SOURCE:
# # #

OLPC has just been awarded an order from Plan Ceibal for 90,000 XO's for teenagers in Uruguay. Yes, there will be a new XO specially for teenagers. Uruguay already has 380,000 of the original XOs for younger children, and now the kids can graduate to one designed for them as they mature.

It's to be a dual boot laptop. Note not triple boot. No Microsoft in this picture at all. GNOME has leaped into the pool to help out. The press release says, "It will feature the learning-focused Sugar user interface together with the Gnome Desktop Environment to provide a dual-boot Linux operating system with office productivity tools." I wish I were a teenager in Uruguay so I could have one. If they do the partner program, I'm in.

It has a larger keyboard, larger keys than the XO for little kids, different colors, and it will come with specialized learning programs for older children. It has a rugged surface still, will be faster than the earlier XO, will use 3 times less electricity than usual laptops, and it can be powered by alternate sources like solar panels. It ships in September. OLPC lives.

You see? Even with Microsoft and Intel in the picture and some tacks strewn on the roadway, you can't kill off a project that's FOSS-supported. The code is out there, volunteers will continue to work on it regardless of what the Big Boys pay for, despite all the nay-saying in the media, even bogo-lawsuits, and in the end, it moves forward if there is a real need for the project. I really commend Sugar for the role it has been playing.

What a lovely story.



Do you remember that adorable picture of the little girl who got her XO in Uruguay? I never forgot her grin or her bow tie.

This announcement, I hope and trust, means that she can graduate to the high school version in due time.

# # #

SUPPLIED RECORDS:
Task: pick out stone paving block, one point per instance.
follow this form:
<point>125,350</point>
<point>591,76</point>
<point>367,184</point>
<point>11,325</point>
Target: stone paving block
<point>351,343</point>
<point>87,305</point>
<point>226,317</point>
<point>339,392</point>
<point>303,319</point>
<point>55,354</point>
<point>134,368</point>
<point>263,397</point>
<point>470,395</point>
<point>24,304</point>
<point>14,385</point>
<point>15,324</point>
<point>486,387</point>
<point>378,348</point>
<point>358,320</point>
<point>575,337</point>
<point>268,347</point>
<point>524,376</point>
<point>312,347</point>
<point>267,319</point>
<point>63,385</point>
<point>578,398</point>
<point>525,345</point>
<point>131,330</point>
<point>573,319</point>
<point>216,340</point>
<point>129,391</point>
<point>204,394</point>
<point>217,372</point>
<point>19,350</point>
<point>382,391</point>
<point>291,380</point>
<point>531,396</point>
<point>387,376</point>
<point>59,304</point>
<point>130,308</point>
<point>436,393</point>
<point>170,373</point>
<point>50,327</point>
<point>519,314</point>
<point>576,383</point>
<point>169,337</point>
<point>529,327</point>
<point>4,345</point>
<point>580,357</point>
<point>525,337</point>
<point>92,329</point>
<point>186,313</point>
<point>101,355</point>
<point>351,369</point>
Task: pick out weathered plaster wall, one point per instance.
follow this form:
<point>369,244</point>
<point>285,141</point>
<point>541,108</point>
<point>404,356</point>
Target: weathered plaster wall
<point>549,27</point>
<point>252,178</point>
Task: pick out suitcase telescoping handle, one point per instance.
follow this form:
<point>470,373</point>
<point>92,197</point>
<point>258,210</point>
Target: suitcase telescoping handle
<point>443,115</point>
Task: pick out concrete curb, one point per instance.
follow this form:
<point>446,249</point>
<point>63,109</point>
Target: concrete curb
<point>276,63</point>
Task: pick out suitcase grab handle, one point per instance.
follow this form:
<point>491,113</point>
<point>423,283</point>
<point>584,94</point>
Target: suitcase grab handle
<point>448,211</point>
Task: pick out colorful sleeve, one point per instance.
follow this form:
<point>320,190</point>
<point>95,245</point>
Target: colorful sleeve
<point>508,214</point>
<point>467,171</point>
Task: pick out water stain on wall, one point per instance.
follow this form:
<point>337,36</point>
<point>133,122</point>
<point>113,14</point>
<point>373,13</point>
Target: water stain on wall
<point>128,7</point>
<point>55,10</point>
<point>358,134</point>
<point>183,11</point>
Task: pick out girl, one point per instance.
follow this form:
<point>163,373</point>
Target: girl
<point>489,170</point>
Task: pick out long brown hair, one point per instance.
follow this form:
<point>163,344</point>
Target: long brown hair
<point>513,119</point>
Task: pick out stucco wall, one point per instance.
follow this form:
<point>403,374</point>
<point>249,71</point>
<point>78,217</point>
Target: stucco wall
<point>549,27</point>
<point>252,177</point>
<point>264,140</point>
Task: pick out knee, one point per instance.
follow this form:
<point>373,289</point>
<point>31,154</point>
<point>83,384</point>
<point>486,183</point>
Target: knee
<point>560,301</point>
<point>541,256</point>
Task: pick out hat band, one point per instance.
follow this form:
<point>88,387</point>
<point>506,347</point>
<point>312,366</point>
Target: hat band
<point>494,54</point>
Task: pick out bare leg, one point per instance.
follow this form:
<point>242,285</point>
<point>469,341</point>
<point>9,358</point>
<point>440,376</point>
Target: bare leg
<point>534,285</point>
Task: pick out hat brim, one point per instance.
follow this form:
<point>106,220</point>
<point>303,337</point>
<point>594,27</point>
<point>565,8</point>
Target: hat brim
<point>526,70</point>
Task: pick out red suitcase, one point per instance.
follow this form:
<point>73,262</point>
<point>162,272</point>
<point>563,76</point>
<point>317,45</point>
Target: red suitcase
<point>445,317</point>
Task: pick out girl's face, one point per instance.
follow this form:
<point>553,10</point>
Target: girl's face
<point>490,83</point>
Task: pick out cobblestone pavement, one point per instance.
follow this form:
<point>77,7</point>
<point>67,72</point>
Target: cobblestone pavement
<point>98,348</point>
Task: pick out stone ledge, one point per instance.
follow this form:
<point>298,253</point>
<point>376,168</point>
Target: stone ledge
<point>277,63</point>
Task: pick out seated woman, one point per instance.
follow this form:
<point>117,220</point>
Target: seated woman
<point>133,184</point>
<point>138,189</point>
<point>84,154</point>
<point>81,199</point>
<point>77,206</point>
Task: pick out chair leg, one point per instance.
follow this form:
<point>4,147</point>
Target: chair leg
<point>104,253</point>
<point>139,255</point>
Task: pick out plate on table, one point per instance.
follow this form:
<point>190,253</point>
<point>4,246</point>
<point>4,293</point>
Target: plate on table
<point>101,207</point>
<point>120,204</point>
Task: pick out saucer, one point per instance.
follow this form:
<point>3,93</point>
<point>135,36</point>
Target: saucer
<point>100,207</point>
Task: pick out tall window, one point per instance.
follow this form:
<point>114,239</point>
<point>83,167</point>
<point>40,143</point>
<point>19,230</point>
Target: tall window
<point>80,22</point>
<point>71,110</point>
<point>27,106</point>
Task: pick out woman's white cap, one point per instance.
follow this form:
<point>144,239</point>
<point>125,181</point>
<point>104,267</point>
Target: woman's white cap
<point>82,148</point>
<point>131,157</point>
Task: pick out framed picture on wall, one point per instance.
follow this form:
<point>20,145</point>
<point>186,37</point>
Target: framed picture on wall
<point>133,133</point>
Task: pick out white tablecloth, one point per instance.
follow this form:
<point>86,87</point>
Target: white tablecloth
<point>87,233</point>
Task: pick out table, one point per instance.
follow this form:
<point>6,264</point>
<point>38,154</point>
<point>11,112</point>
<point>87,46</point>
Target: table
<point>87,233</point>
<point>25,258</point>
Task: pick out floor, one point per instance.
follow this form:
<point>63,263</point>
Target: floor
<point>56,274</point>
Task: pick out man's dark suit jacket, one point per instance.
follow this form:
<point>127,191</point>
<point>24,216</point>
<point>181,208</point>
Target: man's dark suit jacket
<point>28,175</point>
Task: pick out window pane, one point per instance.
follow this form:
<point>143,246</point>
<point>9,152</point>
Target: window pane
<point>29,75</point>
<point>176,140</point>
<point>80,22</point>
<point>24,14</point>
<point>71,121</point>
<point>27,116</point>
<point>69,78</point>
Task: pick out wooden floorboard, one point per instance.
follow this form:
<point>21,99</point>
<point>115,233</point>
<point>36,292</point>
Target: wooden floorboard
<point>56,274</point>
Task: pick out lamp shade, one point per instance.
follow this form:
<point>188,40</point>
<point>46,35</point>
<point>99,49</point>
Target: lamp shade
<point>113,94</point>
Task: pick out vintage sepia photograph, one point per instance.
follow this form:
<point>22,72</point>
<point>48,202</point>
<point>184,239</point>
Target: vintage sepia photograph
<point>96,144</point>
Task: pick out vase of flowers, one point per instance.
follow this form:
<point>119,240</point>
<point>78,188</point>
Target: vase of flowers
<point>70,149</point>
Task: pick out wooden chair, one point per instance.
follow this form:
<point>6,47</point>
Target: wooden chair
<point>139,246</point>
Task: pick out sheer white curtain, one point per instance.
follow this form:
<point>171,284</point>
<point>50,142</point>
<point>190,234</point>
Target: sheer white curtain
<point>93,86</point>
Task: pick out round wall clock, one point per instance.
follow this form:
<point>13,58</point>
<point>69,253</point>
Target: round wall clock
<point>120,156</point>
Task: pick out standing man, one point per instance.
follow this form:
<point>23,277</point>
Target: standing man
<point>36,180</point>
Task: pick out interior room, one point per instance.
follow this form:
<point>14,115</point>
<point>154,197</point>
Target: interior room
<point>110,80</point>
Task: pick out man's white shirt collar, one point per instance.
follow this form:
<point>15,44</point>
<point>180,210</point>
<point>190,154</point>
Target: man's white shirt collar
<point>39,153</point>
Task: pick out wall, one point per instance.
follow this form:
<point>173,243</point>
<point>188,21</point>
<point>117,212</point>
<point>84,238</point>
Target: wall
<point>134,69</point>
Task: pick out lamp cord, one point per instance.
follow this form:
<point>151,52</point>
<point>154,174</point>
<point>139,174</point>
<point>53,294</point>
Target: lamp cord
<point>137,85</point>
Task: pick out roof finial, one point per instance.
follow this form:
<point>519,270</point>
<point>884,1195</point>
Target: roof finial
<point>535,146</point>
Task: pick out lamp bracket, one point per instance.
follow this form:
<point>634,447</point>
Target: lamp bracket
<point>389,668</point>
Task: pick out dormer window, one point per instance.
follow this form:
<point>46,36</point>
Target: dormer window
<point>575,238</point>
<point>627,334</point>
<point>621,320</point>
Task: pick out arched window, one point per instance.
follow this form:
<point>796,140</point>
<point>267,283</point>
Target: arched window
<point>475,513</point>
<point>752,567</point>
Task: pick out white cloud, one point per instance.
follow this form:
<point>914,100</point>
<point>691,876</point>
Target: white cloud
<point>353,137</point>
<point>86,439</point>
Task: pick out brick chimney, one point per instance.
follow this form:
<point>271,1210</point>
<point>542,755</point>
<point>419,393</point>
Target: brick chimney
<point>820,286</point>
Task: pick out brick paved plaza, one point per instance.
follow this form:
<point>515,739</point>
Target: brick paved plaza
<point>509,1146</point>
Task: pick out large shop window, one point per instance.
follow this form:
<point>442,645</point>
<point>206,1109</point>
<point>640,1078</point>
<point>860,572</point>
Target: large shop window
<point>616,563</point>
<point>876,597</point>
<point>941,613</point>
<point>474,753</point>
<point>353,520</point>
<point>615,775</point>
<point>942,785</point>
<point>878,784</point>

# # #

TASK OBJECTIVE: Continue the piece above about the new XO laptop for teenagers in Uruguay, picking up after its final sentence.

RESULT FOR THIS TASK:
Here's the OLPC press release, followed by one from Sugar and GNOME:

***********************************

One Laptop per Child Will Provide XO Laptops to Uruguay High School Students

A New XO Laptop Designed for High School Students Offers Larger Keyboard, Specialized Learning Applications

MIAMI--(BUSINESS WIRE)--One Laptop per Child (OLPC), a nonprofit organization whose mission is to help provide every child in the world access to a modern education, has been awarded a bid by Plan Ceibal to provide 90,000 XO laptops for high school students in Uruguay. This is the first time the OLPC XO laptops have been specifically designed for high school-aged students and represents a major expansion in the learning program that will have a global impact. Plan Ceibal has provided a connected laptop to every primary school student in Uruguay with 380,000 XOs and will now begin to expand the highly successful One Laptop per Child program to its high schools.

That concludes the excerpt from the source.